■ What to produce:
Character for character, give back every line below.

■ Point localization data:
________________

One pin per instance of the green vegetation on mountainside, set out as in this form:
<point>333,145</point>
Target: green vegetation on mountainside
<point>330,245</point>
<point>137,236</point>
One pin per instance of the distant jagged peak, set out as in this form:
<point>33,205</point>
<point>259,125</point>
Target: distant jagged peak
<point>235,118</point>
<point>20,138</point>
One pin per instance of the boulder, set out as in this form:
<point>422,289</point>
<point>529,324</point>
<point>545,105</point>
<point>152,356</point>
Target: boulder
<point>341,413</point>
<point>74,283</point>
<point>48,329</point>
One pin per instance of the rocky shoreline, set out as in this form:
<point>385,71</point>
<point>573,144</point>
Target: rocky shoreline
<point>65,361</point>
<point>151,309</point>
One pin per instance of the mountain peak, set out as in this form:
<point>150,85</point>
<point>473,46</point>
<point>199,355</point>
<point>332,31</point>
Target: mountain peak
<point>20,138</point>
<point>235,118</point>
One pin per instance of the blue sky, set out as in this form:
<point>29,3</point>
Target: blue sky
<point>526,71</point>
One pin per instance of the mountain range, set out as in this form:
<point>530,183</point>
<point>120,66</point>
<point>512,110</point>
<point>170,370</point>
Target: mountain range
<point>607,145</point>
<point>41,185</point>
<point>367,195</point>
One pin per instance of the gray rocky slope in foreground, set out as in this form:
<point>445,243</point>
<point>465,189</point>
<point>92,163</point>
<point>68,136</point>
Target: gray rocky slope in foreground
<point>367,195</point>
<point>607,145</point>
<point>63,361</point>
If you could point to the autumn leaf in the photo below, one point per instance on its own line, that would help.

________________

■ Answer space:
One pin per instance of the green vegetation on mountainside, set out as in this form:
<point>333,145</point>
Target: green vegetation on mountainside
<point>330,245</point>
<point>137,236</point>
One pin per instance of the distant jagged peak, set out as in this form:
<point>33,205</point>
<point>259,125</point>
Target: distant jagged peak
<point>235,118</point>
<point>20,138</point>
One pin per instance of the boulder, set out as in this form:
<point>422,289</point>
<point>529,324</point>
<point>545,105</point>
<point>152,356</point>
Target: boulder
<point>341,413</point>
<point>74,283</point>
<point>48,329</point>
One pin per instance of the rocky shoreline, set out as in this form:
<point>385,71</point>
<point>573,144</point>
Target: rocky shoreline
<point>65,361</point>
<point>151,309</point>
One pin per instance of the mountain peak, set out as in this form:
<point>150,85</point>
<point>473,46</point>
<point>199,355</point>
<point>332,31</point>
Target: mountain peak
<point>20,138</point>
<point>235,118</point>
One pin per instance of the blue sky, set out as in this form:
<point>29,3</point>
Target: blue sky
<point>526,71</point>
One pin per instance of the mountain range, set out as in this form:
<point>530,183</point>
<point>120,66</point>
<point>512,110</point>
<point>170,370</point>
Target: mountain range
<point>607,145</point>
<point>41,185</point>
<point>367,195</point>
One pin per instance of the gray rocky slope in foreground, set out as in this form:
<point>445,243</point>
<point>465,189</point>
<point>92,163</point>
<point>68,136</point>
Target: gray rocky slope in foreground
<point>367,195</point>
<point>607,145</point>
<point>63,361</point>
If you could point to the autumn leaf in the photo below, one point per instance on its own line, that would help.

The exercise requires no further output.